AIM OF THE TASK: Return every entry below exactly as written, minus the pictures.

DATA SHOWN:
"""
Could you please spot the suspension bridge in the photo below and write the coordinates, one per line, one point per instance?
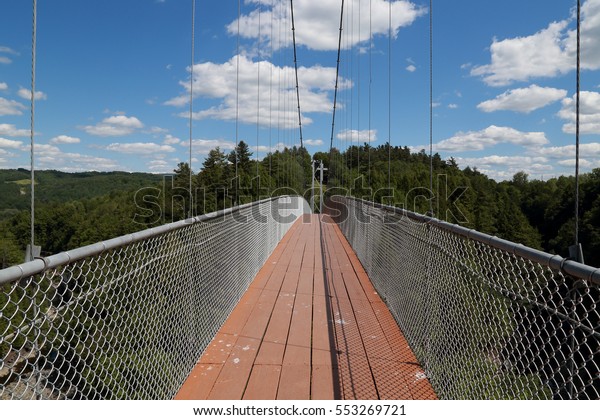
(270, 300)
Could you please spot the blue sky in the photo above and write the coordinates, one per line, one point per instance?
(113, 81)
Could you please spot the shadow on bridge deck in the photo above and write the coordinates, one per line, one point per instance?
(310, 326)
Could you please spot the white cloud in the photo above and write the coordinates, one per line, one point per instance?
(62, 139)
(10, 144)
(548, 53)
(317, 142)
(140, 148)
(157, 130)
(489, 137)
(589, 113)
(317, 22)
(362, 136)
(10, 107)
(583, 163)
(589, 150)
(169, 139)
(218, 81)
(524, 100)
(519, 59)
(117, 125)
(159, 165)
(26, 94)
(11, 131)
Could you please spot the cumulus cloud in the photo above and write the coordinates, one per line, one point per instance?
(10, 107)
(140, 148)
(589, 150)
(62, 139)
(218, 81)
(362, 136)
(589, 113)
(26, 94)
(317, 142)
(318, 21)
(11, 131)
(524, 100)
(169, 139)
(10, 144)
(489, 137)
(547, 53)
(117, 125)
(543, 54)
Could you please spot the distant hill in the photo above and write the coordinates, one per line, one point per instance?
(55, 186)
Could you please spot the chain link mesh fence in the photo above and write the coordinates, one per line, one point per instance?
(129, 318)
(486, 318)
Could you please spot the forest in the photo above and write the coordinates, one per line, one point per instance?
(73, 210)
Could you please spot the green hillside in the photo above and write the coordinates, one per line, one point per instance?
(60, 187)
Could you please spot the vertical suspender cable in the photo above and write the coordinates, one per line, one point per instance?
(577, 129)
(337, 74)
(258, 91)
(296, 69)
(37, 373)
(271, 98)
(237, 103)
(192, 104)
(390, 96)
(370, 81)
(32, 124)
(431, 106)
(358, 98)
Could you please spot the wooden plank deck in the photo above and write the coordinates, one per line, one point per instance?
(310, 326)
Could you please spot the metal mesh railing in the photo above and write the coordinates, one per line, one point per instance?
(486, 318)
(129, 318)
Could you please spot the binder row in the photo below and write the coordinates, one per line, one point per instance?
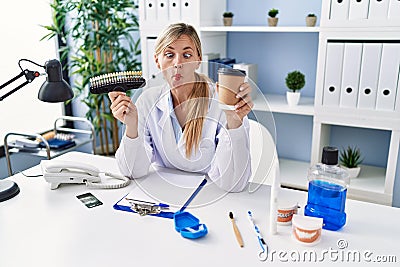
(169, 10)
(365, 9)
(362, 75)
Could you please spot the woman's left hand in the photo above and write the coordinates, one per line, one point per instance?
(242, 108)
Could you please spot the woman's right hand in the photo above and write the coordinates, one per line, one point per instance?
(125, 111)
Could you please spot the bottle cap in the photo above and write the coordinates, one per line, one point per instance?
(330, 155)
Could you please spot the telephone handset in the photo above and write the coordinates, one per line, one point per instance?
(57, 172)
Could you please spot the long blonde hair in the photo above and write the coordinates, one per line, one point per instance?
(198, 99)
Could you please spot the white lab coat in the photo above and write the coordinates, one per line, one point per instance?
(223, 154)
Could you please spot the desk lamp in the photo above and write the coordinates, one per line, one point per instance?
(53, 90)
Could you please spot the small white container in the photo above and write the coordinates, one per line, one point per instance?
(306, 230)
(285, 212)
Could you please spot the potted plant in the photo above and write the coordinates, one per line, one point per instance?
(272, 19)
(99, 37)
(227, 18)
(295, 81)
(311, 20)
(350, 159)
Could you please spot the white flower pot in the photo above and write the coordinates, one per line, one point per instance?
(292, 98)
(353, 172)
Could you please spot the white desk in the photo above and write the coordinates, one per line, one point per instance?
(43, 227)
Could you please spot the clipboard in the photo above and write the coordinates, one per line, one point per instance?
(124, 205)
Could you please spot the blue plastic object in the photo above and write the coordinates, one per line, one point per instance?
(189, 226)
(327, 189)
(327, 200)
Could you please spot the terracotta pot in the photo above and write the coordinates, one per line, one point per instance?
(228, 21)
(272, 21)
(311, 21)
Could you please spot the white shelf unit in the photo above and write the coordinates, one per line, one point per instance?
(341, 24)
(278, 103)
(258, 29)
(374, 184)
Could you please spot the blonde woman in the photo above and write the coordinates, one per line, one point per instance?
(179, 124)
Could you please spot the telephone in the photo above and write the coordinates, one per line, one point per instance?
(57, 172)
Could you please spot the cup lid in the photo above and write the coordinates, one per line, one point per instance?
(230, 71)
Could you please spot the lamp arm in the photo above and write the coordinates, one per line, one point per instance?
(29, 75)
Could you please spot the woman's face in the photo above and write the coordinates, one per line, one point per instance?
(179, 61)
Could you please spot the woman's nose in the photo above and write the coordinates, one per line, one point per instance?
(178, 62)
(178, 66)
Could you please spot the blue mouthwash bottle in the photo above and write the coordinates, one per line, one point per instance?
(327, 189)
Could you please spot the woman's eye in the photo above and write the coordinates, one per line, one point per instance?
(169, 55)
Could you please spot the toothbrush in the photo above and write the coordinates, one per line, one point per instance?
(273, 208)
(263, 245)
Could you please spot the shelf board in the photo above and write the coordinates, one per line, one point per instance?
(41, 152)
(277, 103)
(369, 186)
(258, 29)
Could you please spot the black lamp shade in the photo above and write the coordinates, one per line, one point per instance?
(55, 89)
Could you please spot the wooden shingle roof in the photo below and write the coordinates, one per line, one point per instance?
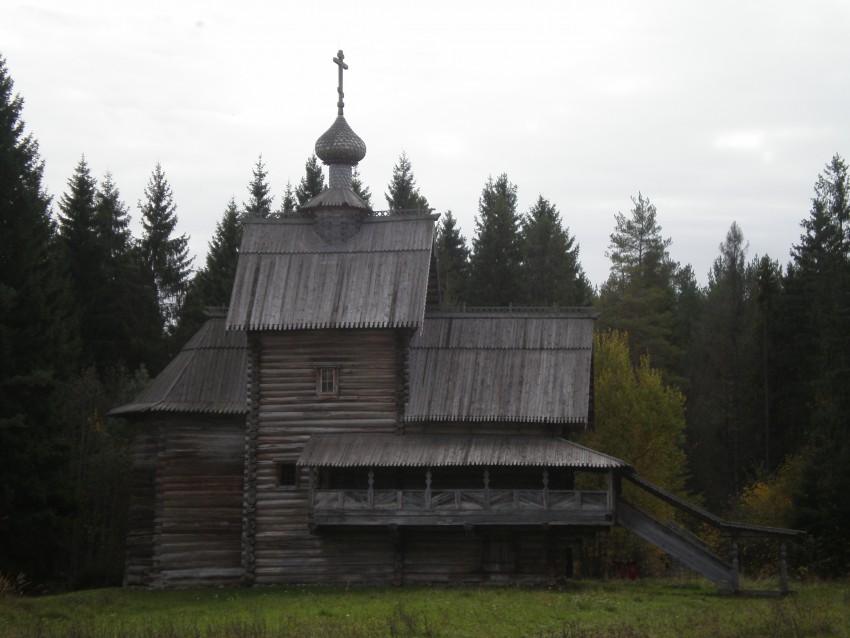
"""
COMPLETED TASK:
Could you please spot the suspension bridge in the photo below and write the coordinates, one per line, one point per instance?
(270, 300)
Could you please spot the blue sky in the photo above and write the coordinates, one per line, one point per instance?
(113, 81)
Could you please spot the shadow on bridge deck in the photo above and write the coordinates, one per line, one point per instance?
(310, 326)
Could you please spot the white cloud in the photo above and write the coordinates, one per line, one point per instance?
(62, 139)
(10, 144)
(548, 53)
(317, 142)
(140, 148)
(157, 130)
(489, 137)
(589, 113)
(317, 22)
(362, 136)
(10, 107)
(583, 163)
(589, 150)
(169, 139)
(218, 81)
(524, 100)
(519, 59)
(117, 125)
(159, 165)
(26, 94)
(11, 131)
Could you please spot the cumulus cloud in the photo above and write the coordinates, one per line, one point per instance?
(10, 107)
(140, 148)
(589, 150)
(62, 139)
(218, 81)
(362, 136)
(589, 113)
(26, 94)
(317, 142)
(318, 21)
(11, 131)
(524, 100)
(169, 139)
(10, 144)
(489, 137)
(547, 53)
(117, 125)
(543, 54)
Could you please spot the distant hill in the photo above and write the coordinates, one per line, one point per instance?
(55, 186)
Could you please spot the chain link mesh fence in the photo above and write the coordinates, one per line, one point per instance?
(129, 318)
(486, 318)
Could you please spot the forest in the photo above and write the coordinates, one per line, one point per instance?
(73, 210)
Could you please spot the green hillside in the photo above and write the coordinates, one per line, one point per instance?
(60, 187)
Could you please spot the vertical suspender cable in the photo above and write the coordinates, one per line, one point per instance?
(577, 129)
(337, 74)
(258, 91)
(296, 69)
(37, 373)
(271, 98)
(237, 103)
(192, 104)
(390, 96)
(370, 81)
(32, 124)
(431, 106)
(358, 98)
Could you please spot the wooden plank deck in the photo above and write the coordinates, one per line, one point per instance?
(310, 326)
Could you please spot the metal mesh railing in the photo above and write the coordinates, one per line, one point per instance?
(486, 318)
(129, 318)
Could you please spot the binder row in the photo below and write the coordinates, one per line, one point per instance?
(169, 10)
(365, 9)
(362, 75)
Could you please spot the woman's left hand in the photo above and write the coordinates, one per line, one point per instance?
(242, 108)
Could you please spot the woman's right hand in the photo above and write the coordinates, one per line, one point per instance?
(125, 111)
Could you please spot the bottle cap in the photo above and write the coordinates, one per line, one point per instance?
(330, 155)
Could you please spot the telephone handset in the photo above and write the coordinates, one per line, one point per instance?
(57, 172)
Could you please spot the long blonde hair in the photo above and write the coordinates, one per line, one point per instance?
(198, 99)
Could you please spot the white lab coat in the photo above and write the coordinates, one per line, one point per instance?
(223, 154)
Could you please spot the desk lamp in the photo above and write the coordinates, one per line, one point per instance?
(53, 90)
Could you please spot the small white container in the photo above and write the coordinates, one per line, one point per instance?
(306, 230)
(285, 212)
Could you please spot the potted plant in the photo above and write the coordinates, one per line, one point per instance?
(272, 19)
(99, 37)
(227, 18)
(295, 81)
(311, 20)
(350, 159)
Could you please spot the white flower pot in the photo above and write the coordinates, one per line, one point per instance?
(292, 98)
(353, 172)
Could you please spot the white desk in the photo above and write the coordinates, one per line, one point per instance?
(43, 227)
Could you please spot the clipboard in the photo above and write the coordinates, one per line, one point per instance?
(124, 205)
Could you please spot the blue plastic object in the photo above and write the coordinates, one per line, one point per instance?
(189, 226)
(327, 189)
(327, 200)
Could you please spot the terracotta pot in the photo above and write the coordinates, one per line, one point per instance?
(228, 21)
(272, 21)
(311, 21)
Could you please spot the white shelf unit in the photo above and write the coordinates, one per line, one point per instance?
(341, 24)
(278, 103)
(258, 29)
(374, 184)
Could you please spot the blonde woman in the photo above and write the coordinates, one per line, one point per instance?
(179, 124)
Could you please spot the telephone in the photo above and write the coordinates, one per line, one point per instance?
(57, 172)
Could you please spot the cup lid in the photo above and write the coordinates, one per line, one point per instance?
(230, 71)
Could you please spot the lamp arm in the photo above and write the coordinates, one per line, one point per instance?
(29, 75)
Could you please spot the woman's face in the photo above and write the coordinates, one per line, one point per instance?
(179, 61)
Could you please spot the woman's nose in the photo above and write the coordinates, one per line, one point per instance?
(178, 62)
(178, 66)
Could you please spot the blue mouthwash bottle in the photo above and write the coordinates, one per line, one point per instance?
(327, 189)
Could you please spot the woman's eye in the photo above and write the coordinates, one per line, one point per instance?
(169, 55)
Could you please spot the toothbrush in the photo above and write the coordinates, one per line, one point per instance?
(273, 208)
(263, 245)
Could you please spot the shelf board in the photo above and write the coordinates, one per line, one point per instance?
(41, 152)
(277, 103)
(369, 186)
(258, 29)
Could you please spot the black lamp shade in the photo above and write the coordinates, one per line, one point per instance?
(55, 89)
Could you please spot the wooden shingle roof in the photo below and write the coordinates, one per line, one point per instance?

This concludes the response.